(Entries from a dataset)
-- begin --

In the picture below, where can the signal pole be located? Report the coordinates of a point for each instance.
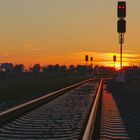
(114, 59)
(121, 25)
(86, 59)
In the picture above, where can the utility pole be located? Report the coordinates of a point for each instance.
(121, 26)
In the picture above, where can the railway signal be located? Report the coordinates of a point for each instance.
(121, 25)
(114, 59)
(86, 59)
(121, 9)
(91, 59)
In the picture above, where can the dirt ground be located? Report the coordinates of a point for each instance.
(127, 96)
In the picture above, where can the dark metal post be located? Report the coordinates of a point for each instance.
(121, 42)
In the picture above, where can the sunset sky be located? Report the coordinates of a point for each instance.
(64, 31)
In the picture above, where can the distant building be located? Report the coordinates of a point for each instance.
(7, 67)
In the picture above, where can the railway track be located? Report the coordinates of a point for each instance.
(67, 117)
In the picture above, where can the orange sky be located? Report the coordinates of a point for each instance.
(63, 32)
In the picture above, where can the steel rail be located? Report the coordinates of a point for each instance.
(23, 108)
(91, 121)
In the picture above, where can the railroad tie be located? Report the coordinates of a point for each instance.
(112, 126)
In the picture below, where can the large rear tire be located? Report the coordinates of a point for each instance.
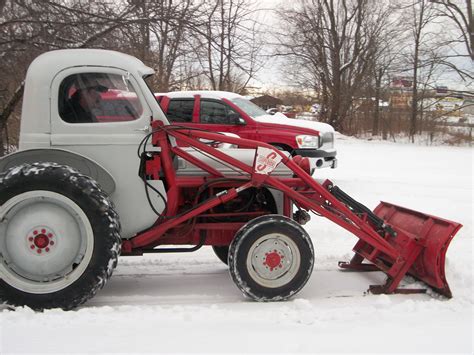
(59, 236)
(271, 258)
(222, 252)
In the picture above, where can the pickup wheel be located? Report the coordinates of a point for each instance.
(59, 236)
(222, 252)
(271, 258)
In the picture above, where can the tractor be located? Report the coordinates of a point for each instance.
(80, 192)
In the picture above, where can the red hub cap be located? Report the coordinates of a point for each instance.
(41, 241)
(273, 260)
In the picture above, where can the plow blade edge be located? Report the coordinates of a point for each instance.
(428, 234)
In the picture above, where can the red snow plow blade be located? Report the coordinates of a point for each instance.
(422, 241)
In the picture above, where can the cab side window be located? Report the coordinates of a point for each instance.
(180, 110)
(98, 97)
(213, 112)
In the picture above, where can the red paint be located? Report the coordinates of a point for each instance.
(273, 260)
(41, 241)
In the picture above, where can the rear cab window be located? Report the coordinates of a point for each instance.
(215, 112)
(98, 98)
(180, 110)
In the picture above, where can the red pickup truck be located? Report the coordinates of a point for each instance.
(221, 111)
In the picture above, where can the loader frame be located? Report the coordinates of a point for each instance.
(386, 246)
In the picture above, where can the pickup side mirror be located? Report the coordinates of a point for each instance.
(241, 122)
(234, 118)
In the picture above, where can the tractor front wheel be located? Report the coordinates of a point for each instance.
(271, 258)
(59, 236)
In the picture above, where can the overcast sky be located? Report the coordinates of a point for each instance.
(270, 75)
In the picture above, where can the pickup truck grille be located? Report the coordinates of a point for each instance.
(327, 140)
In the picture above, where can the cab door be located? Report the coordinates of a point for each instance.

-- end --
-- begin --

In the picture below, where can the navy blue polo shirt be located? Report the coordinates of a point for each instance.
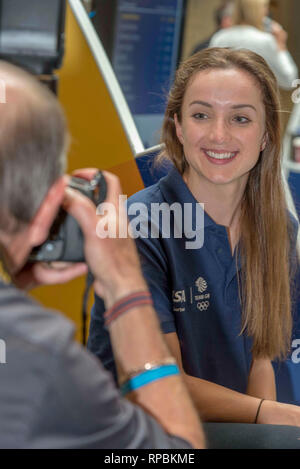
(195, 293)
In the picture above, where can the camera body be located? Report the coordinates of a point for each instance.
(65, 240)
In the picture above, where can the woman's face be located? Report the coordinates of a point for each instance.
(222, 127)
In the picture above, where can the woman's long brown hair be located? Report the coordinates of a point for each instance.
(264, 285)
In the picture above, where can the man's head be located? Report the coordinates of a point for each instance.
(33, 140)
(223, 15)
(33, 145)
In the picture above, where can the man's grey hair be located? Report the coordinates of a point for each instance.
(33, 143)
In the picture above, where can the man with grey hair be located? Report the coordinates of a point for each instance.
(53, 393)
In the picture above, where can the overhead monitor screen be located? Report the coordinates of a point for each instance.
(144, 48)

-- end --

_Goal of the exercise_. Start at the line that has "In the picture above, where can the red pickup" and stop after the line that has "In the picture above, where can the cab door". Reproduce those lines, changing "overcast sky" to "cloudy sky" and leaving the rest untouched.

_Exercise solution_.
In the picture above, where can the red pickup truck be located? Report the coordinates of a point for each instance.
(221, 111)
In the picture above, where can the loader frame be located? Report the coordinates of a point for each instance.
(386, 246)
In the picture above, where can the pickup side mirror be located? Report the coordinates of a point for each instance.
(241, 122)
(234, 118)
In the picture above, where can the tractor front wheel be located? Report the coordinates of a point for each instance.
(271, 258)
(59, 236)
In the picture above, where can the cloudy sky be located? Report the coordinates of a point for each instance.
(270, 75)
In the picture above, where can the pickup truck grille be located? Report the coordinates of a point for each instance.
(327, 140)
In the picture above, where can the cab door be located? Report the coordinates of a point for each instance.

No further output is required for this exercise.